++++ Extracted data

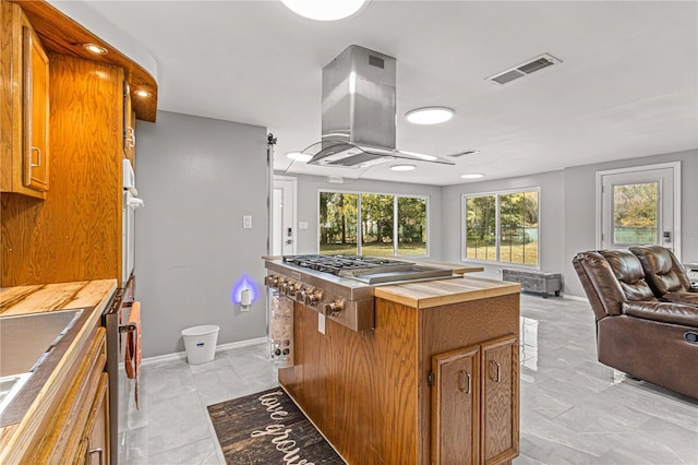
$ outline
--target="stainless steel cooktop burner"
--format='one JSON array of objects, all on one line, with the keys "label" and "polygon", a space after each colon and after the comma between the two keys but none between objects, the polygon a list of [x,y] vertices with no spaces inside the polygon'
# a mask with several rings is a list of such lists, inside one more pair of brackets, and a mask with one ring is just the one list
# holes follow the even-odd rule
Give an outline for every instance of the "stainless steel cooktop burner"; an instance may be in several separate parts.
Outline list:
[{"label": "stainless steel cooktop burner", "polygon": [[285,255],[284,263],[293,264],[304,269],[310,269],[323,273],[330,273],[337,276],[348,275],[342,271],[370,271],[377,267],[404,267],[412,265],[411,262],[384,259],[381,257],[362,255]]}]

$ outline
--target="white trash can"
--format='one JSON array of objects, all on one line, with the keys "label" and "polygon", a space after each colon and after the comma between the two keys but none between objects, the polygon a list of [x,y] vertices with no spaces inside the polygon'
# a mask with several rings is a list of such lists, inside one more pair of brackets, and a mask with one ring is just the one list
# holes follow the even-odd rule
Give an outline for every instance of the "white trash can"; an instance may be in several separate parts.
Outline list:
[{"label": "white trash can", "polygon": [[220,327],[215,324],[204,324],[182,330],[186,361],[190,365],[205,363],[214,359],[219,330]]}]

++++++++
++++ Extracted data

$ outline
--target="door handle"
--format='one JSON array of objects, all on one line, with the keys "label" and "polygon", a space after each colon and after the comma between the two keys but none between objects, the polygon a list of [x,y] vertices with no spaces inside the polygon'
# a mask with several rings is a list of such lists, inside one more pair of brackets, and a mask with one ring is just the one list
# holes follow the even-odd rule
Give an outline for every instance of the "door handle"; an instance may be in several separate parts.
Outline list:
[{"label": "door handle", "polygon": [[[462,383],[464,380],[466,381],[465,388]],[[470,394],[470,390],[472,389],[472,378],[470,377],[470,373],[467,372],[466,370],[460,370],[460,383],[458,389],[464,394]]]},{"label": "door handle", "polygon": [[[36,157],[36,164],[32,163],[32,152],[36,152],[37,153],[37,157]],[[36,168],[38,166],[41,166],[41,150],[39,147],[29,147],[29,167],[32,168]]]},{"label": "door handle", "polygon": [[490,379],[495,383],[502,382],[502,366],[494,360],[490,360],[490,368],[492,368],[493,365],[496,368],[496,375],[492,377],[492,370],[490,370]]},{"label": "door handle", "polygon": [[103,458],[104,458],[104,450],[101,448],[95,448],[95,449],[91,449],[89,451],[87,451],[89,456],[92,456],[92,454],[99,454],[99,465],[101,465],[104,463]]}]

++++++++
++++ Extracted data

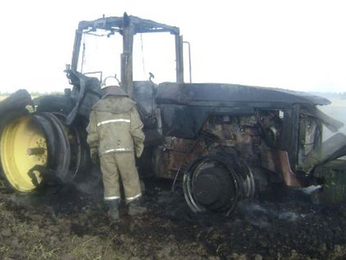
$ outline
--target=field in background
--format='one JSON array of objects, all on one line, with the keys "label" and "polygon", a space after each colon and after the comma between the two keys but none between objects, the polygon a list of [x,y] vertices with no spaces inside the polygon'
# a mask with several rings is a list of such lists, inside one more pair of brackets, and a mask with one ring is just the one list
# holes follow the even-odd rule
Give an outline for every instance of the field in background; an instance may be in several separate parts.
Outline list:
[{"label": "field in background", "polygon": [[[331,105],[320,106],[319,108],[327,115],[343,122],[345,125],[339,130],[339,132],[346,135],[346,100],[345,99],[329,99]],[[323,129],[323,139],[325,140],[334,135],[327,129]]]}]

++++++++

→ Task requirements: From the rows above, copy out each line that contains the word "field".

→ Expected answer:
--target=field in background
Give an outline for every instance of the field in background; an instance may be in several separate parts.
[{"label": "field in background", "polygon": [[[331,105],[320,106],[319,108],[327,115],[343,122],[345,125],[339,130],[339,132],[346,135],[346,100],[345,99],[329,99]],[[323,129],[323,139],[325,140],[334,135],[327,129]]]}]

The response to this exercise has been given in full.